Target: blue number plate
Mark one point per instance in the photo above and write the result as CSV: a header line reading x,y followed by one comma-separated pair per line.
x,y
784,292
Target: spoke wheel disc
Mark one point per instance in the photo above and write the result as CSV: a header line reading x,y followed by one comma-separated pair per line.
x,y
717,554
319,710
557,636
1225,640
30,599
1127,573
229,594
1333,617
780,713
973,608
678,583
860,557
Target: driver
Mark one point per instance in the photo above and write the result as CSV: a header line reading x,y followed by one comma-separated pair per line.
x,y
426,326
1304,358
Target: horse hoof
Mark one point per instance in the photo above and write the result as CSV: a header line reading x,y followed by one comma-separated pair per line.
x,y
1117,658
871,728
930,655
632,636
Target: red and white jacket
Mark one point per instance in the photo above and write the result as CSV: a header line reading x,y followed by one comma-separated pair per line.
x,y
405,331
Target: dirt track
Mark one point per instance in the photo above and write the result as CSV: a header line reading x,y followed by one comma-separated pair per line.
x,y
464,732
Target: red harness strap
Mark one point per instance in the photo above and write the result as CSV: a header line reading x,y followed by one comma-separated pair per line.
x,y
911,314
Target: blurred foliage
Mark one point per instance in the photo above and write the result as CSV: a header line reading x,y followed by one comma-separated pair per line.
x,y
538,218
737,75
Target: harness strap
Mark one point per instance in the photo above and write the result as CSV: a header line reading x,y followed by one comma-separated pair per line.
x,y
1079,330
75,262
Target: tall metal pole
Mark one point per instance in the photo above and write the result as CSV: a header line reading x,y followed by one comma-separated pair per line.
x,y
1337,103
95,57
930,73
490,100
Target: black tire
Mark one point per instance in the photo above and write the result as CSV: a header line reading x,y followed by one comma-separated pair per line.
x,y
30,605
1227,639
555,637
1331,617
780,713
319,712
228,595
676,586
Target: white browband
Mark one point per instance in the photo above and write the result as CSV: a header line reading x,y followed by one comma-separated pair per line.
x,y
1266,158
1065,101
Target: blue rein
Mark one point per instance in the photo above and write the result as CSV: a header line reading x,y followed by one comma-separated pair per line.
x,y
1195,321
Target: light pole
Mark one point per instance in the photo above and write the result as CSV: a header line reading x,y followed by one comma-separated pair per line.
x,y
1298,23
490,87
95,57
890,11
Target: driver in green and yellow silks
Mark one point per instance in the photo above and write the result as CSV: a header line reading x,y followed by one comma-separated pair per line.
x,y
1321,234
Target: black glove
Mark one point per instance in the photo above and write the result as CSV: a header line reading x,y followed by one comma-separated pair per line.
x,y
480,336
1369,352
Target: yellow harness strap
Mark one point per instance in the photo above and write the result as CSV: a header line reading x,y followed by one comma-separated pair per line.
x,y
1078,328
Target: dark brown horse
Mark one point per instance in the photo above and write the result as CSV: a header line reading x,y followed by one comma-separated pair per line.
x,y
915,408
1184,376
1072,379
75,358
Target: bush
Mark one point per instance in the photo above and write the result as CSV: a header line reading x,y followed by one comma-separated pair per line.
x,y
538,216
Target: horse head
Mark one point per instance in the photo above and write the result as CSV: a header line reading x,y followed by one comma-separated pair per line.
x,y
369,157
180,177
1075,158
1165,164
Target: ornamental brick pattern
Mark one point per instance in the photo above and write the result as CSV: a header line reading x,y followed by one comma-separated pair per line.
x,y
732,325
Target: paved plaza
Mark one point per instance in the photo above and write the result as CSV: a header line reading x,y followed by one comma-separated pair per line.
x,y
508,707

—————

■ Challenge
Please quote the data above in full, with no line missing.

■ The reply
Target: blue number plate
Mark one point per instance in the photo above and write the result as CSV: a header line reading x,y followed by one comma-separated pair per line.
x,y
784,292
Target: spoke wheel disc
Mark one point per instance in the photo above and write the result as CSV: a header line reading x,y followed by one comma-separated pair per line.
x,y
717,554
319,710
557,636
1225,640
30,599
1127,573
229,594
1333,617
780,713
973,608
678,583
860,557
Target: driver
Mark one point per instance in the photo above and write the result as CSV: a header line reading x,y followed by one comma-separated pair per line.
x,y
426,326
1304,358
Target: horse hoof
Mark one point per instance in the photo above and write the result as CSV: a header line reading x,y followed by one comma-separated pair per line.
x,y
1117,658
871,728
930,655
632,636
Target: red and white jacket
Mark one point per instance in the photo above and write the result as CSV: a header line reading x,y followed by one comma-separated pair per line.
x,y
405,331
Target: dirt track
Mark one point per instance in the photo above and write the result as CSV: a header line reading x,y followed by one comma-separated pair per line.
x,y
464,732
Target: red harness strap
Mark one point per instance in the photo above and write the result as CSV: a header line reading x,y followed by one comma-separated pair per line.
x,y
911,314
Target: blurred foliage
Mark one point per instance in the photo above and write the result as CSV: a header line reading x,y followed by one comma-separated pair per line.
x,y
538,218
737,75
Target: harness strap
Mark one point per instance in the photo above and write the result as CSV: a header line reading x,y followed by one comma-separated pair per line.
x,y
1079,330
75,262
Target: tall metal pole
Mark one point per instance in the photo above and write the result as CSV: a header line reading x,y followed by one comma-separated pair per line.
x,y
1337,103
95,57
930,73
490,100
Target: black tire
Mark one point per instance in the photo above and write the result as CSV: a header line reading x,y followed by one comma-separated pair per line.
x,y
30,605
1227,639
555,637
1331,617
780,713
319,712
228,595
676,586
Target: white browband
Mark one point per instance in the photo above and write the result as CSV: a header line reading x,y followed by one comma-separated pair per line.
x,y
1266,158
1065,101
Target: blue rein
Mark one point per instance in the photo above and write the result as CSV: a header line reading x,y followed by one comma-separated pair per line.
x,y
1195,321
Target: light pole
Mark one point per instance in the photo above and write the result as CSV: a header line reading x,y followed by one comma-separated pair per line.
x,y
1298,23
490,87
95,57
890,11
Target: driver in green and yellow silks
Mark one point per instance in the photo above and write the result as CSV: a header line reading x,y followed by one comma-separated pair per line.
x,y
1321,234
Target: black glove
Mark one point per instance in the photo above and write the result as CSV: a header line reading x,y followed by one comma-separated pair per line.
x,y
480,336
1369,352
Target: yellow harness strap
Mark one point per instance in the photo above and write the result as CSV: a header line reading x,y followed by one comma-separated pair per line.
x,y
1078,328
Target: dark brown horse
Mark one point per instance in the photo above and write the result as CSV: a header line reading x,y followed by one comma-separated pair per line.
x,y
915,408
1184,376
1072,379
75,358
Target: bush
Mark one point per instance in the photo above and write the result as CSV: a header line reading x,y followed by one comma-separated pair per line.
x,y
538,216
Target: horse head
Mark one point per instance in the photo above and write the result as CSV: a header line reading x,y followed by one comma-separated pair per line.
x,y
369,157
180,177
1075,158
1165,164
Target: ornamental brick pattern
Mark one point per instance in the photo above and write the result as CSV: a header line reading x,y followed by one comma-separated pair per line.
x,y
732,325
Target: paved plaza
Mark one point per instance in the photo above and write the result as CSV: a header line reading x,y followed by one comma-separated pair per line.
x,y
508,707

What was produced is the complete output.